QUOTED TEXT –
Perkins feels we should regard this moral crisis as a kind of national emergency - no doubt comparable to our

economic crisis. Indeed, the two are intertwined and feed on each other. One of the things we have to seriously

assess is how our moral fabric will be affected by this new International Monetary Fund agreement. We have been

busy assessing the economic and social impact of the programme, but, as usual, the moral issues have been given

short shrift.

Parliamentarians were quick to push through that lotto scam legislation last week because they understand what it is

doing to our image, to our crime rate, and to business. But there are other pernicious effects of our dysfunctional
moral system. A friend was telling me how many more teenagers he has been seeing (or passing, rather!) on

Portmore's 'Back Road'. Well, more will be available for show and sale with this fiscal consolidation programme.

There will be more transactional sex, more booty on display, more flesh hustling. The civil servants have signed on -

at least their association has on their behalf - to three more years of no pay increase. But when the pressures begin

to bite, what will they do? Will they still give a fair day's work for a fair day's pay? Will a lot of the time be taken up

hustling? Will their energies be concentrated on the job? These are all issues which impinge on morality.

ETHICAL ISSUE

If the moral sentiments of the people are not developed, will people be producing to the best of their ability when they

are under wage restraint? It is one thing to get people to agree to wage restraint because they feel they have no

choice, really. It's another thing to really have them engaged and involved. That's an ethical issue. You would have to

have people who believe that once they have given their word to work for three years without any increase - but many

price increases - they will still give their best.

George Davis will have more 'In the office but not on the job' columns to write about if we don't have civil servants

who are ethically inclined.

Ethics and morality are critically important to economic development. Our hope to bring in more taxes and to increase

tax compliance is not unrelated to our moral ethos.

Yes, systems and structures will go a far way

to increasing compliance, but building a sense of responsibility towards

others and towards one's country will help significantly in releasing

tax dollars to the Consolidated Fund. Tax dodgers can make it easy for

the authorities by just bringing in the taxes. No matter how efficient a

system we have, we will never be able to bring in as much money as if

we have more ethical people.

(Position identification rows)
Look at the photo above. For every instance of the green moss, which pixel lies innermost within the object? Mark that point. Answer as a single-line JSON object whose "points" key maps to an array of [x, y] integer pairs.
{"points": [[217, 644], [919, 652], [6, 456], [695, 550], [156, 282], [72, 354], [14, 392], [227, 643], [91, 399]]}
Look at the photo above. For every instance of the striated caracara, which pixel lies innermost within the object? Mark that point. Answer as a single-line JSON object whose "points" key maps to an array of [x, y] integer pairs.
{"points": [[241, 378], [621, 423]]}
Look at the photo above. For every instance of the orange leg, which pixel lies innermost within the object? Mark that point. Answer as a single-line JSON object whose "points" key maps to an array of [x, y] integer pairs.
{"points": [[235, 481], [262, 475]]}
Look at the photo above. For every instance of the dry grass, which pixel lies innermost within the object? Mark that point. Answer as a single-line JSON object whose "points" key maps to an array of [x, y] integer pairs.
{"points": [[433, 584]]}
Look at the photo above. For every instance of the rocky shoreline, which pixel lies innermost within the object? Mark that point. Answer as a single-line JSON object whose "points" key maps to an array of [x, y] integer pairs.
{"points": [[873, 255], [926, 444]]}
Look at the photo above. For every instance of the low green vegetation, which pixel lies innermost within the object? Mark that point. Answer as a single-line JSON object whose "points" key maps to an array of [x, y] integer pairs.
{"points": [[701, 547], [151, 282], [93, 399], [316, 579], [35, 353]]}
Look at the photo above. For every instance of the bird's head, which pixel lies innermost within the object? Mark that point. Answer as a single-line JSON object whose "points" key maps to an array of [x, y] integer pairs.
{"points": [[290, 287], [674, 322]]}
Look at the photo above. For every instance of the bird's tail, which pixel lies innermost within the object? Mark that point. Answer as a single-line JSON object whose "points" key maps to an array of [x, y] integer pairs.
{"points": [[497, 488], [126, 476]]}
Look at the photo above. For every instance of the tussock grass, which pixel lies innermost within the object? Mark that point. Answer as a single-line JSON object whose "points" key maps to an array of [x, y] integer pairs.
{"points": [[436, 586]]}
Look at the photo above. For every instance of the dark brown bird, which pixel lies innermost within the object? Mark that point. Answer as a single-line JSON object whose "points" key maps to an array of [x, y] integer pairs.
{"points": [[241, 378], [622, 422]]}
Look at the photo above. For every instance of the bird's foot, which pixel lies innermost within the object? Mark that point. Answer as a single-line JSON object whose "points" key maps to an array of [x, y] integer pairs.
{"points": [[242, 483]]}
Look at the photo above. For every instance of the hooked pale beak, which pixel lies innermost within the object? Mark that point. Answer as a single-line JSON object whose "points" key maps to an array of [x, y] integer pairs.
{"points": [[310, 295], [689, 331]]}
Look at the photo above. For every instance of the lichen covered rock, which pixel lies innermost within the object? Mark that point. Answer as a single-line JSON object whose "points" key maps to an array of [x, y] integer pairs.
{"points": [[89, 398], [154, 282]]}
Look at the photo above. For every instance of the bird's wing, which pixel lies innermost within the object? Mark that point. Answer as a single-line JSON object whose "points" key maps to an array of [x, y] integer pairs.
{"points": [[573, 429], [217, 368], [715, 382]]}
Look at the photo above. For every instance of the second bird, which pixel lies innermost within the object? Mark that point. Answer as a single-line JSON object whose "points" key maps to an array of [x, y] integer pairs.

SET OF TASKS –
1. According to the column, what are all the things parliamentarians understand the lotto scam is affecting?
2. In the column, what has the civil servants' association agreed to on their behalf?
3. Retype the part of the column starting with "If the moral" and going on through "are ethically inclined.".
None of the rows are needed here.

ANSWERS –
1. Our image, our crime rate, and business.

2. Three more years of no pay increase.

3.
If the moral sentiments of the people are not developed, will people be producing to the best of their ability when they

are under wage restraint? It is one thing to get people to agree to wage restraint because they feel they have no

choice, really. It's another thing to really have them engaged and involved. That's an ethical issue. You would have to

have people who believe that once they have given their word to work for three years without any increase - but many

price increases - they will still give their best.

George Davis will have more 'In the office but not on the job' columns to write about if we don't have civil servants

who are ethically inclined.